| Requirement |
Copy out each line containing "noun" from the entries below.

[Collected data]
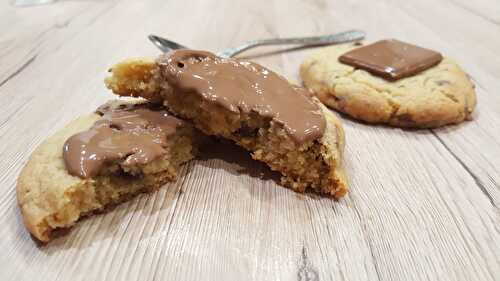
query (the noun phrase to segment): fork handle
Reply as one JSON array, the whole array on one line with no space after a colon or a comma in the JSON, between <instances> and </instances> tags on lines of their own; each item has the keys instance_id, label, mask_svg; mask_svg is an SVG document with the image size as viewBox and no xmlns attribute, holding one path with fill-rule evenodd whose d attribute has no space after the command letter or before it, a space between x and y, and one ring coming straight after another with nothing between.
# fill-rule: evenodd
<instances>
[{"instance_id":1,"label":"fork handle","mask_svg":"<svg viewBox=\"0 0 500 281\"><path fill-rule=\"evenodd\" d=\"M313 36L313 37L297 37L297 38L276 38L276 39L264 39L249 41L242 46L236 48L229 48L224 51L219 52L219 56L222 57L232 57L243 51L258 46L267 45L327 45L327 44L338 44L359 41L365 37L365 33L360 30L349 30L337 34L323 35L323 36Z\"/></svg>"}]
</instances>

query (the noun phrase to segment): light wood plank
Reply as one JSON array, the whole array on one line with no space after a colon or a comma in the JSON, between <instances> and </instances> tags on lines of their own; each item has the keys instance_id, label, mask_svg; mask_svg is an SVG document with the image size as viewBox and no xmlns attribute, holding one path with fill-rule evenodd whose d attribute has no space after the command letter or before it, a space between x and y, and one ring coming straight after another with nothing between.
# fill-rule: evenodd
<instances>
[{"instance_id":1,"label":"light wood plank","mask_svg":"<svg viewBox=\"0 0 500 281\"><path fill-rule=\"evenodd\" d=\"M500 41L486 40L498 27L478 16L492 16L491 2L464 5L476 13L431 1L3 6L1 26L19 25L0 35L0 78L22 71L0 86L2 278L495 280L500 99L494 53ZM445 11L449 16L438 16ZM338 202L284 189L244 151L219 145L160 192L87 219L46 247L30 240L15 203L19 170L44 138L111 98L102 84L107 67L124 57L158 53L147 34L218 50L253 38L349 28L366 30L369 40L397 37L457 58L479 84L475 120L433 132L344 120L351 192ZM24 34L22 40L15 34ZM475 53L478 40L484 44ZM255 56L262 51L269 49L248 55L300 81L297 67L310 50Z\"/></svg>"}]
</instances>

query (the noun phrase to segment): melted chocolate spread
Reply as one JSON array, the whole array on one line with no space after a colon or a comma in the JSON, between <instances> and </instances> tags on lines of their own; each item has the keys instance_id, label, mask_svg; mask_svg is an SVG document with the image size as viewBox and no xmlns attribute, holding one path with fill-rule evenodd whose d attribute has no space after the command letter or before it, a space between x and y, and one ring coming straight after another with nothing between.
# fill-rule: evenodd
<instances>
[{"instance_id":1,"label":"melted chocolate spread","mask_svg":"<svg viewBox=\"0 0 500 281\"><path fill-rule=\"evenodd\" d=\"M325 118L308 91L263 66L194 50L172 51L158 65L175 92L194 92L230 111L272 118L298 143L324 133Z\"/></svg>"},{"instance_id":2,"label":"melted chocolate spread","mask_svg":"<svg viewBox=\"0 0 500 281\"><path fill-rule=\"evenodd\" d=\"M71 175L91 178L117 160L124 167L149 163L166 153L168 136L182 124L149 104L104 105L97 113L101 119L64 144L63 158Z\"/></svg>"}]
</instances>

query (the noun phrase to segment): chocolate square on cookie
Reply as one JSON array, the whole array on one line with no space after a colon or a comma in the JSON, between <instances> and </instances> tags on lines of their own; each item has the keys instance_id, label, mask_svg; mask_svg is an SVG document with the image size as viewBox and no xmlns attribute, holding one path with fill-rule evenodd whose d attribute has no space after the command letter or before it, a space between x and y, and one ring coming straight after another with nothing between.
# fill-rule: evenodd
<instances>
[{"instance_id":1,"label":"chocolate square on cookie","mask_svg":"<svg viewBox=\"0 0 500 281\"><path fill-rule=\"evenodd\" d=\"M388 80L398 80L424 71L443 59L440 53L398 40L381 40L354 49L339 61Z\"/></svg>"}]
</instances>

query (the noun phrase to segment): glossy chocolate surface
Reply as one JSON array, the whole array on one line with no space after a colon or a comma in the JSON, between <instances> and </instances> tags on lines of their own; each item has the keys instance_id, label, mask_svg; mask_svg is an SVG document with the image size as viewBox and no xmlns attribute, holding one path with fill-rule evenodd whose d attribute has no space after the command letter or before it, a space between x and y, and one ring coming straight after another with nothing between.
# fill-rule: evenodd
<instances>
[{"instance_id":1,"label":"glossy chocolate surface","mask_svg":"<svg viewBox=\"0 0 500 281\"><path fill-rule=\"evenodd\" d=\"M158 64L164 79L179 94L195 92L232 112L272 118L298 143L324 133L325 118L308 91L261 65L193 50L165 54Z\"/></svg>"},{"instance_id":2,"label":"glossy chocolate surface","mask_svg":"<svg viewBox=\"0 0 500 281\"><path fill-rule=\"evenodd\" d=\"M166 153L167 138L182 121L150 104L101 106L102 115L87 131L70 137L63 158L71 175L90 178L105 164L147 164Z\"/></svg>"},{"instance_id":3,"label":"glossy chocolate surface","mask_svg":"<svg viewBox=\"0 0 500 281\"><path fill-rule=\"evenodd\" d=\"M382 40L356 48L339 61L388 80L413 76L441 62L440 53L398 40Z\"/></svg>"}]
</instances>

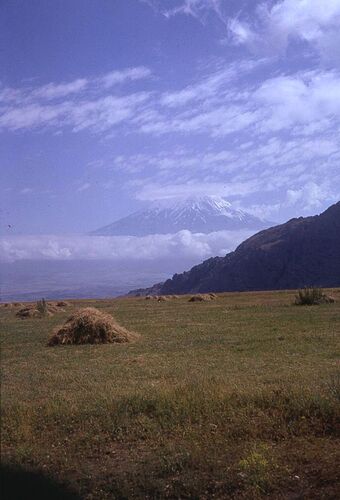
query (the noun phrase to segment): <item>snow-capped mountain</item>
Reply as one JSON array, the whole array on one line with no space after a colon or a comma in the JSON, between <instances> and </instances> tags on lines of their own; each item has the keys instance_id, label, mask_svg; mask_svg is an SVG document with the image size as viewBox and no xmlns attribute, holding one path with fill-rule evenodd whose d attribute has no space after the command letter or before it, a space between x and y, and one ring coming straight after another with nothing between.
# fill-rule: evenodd
<instances>
[{"instance_id":1,"label":"snow-capped mountain","mask_svg":"<svg viewBox=\"0 0 340 500\"><path fill-rule=\"evenodd\" d=\"M152 203L92 234L104 236L145 236L177 233L187 229L192 233L212 233L223 230L267 228L270 222L233 208L219 196L199 196Z\"/></svg>"}]
</instances>

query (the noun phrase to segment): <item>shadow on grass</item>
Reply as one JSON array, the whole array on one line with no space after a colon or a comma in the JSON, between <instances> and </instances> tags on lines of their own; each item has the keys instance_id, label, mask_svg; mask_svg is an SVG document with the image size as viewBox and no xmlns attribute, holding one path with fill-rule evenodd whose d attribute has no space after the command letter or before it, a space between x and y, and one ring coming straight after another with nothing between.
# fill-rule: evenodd
<instances>
[{"instance_id":1,"label":"shadow on grass","mask_svg":"<svg viewBox=\"0 0 340 500\"><path fill-rule=\"evenodd\" d=\"M1 465L1 498L3 500L80 500L67 487L39 472Z\"/></svg>"}]
</instances>

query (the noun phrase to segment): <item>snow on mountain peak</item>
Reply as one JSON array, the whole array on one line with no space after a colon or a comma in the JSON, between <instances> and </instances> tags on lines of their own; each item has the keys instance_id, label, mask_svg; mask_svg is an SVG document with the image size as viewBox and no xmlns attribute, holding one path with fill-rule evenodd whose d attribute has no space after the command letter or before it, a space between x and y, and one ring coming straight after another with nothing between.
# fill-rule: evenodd
<instances>
[{"instance_id":1,"label":"snow on mountain peak","mask_svg":"<svg viewBox=\"0 0 340 500\"><path fill-rule=\"evenodd\" d=\"M206 210L213 208L223 210L231 207L231 203L220 196L190 196L188 198L170 198L155 200L149 206L149 210Z\"/></svg>"},{"instance_id":2,"label":"snow on mountain peak","mask_svg":"<svg viewBox=\"0 0 340 500\"><path fill-rule=\"evenodd\" d=\"M131 235L176 233L187 229L210 233L235 229L263 229L269 224L253 215L233 208L220 196L191 196L157 200L94 234Z\"/></svg>"}]
</instances>

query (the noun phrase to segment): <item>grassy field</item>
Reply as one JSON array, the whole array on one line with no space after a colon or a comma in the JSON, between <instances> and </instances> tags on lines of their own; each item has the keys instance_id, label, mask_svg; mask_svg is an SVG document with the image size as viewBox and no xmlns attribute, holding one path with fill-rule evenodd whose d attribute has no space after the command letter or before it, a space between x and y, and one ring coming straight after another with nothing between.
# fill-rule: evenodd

| Answer area |
query (the noun phrase to segment): fork handle
query (the noun phrase to segment): light wood plank
query (the noun phrase to segment): melted chocolate spread
query (the noun phrase to segment): chocolate square on cookie
query (the noun phrase to segment): glossy chocolate surface
query (the noun phrase to segment): <item>snow-capped mountain</item>
query (the noun phrase to segment): <item>shadow on grass</item>
query (the noun phrase to segment): <item>snow on mountain peak</item>
query (the noun phrase to segment): <item>grassy field</item>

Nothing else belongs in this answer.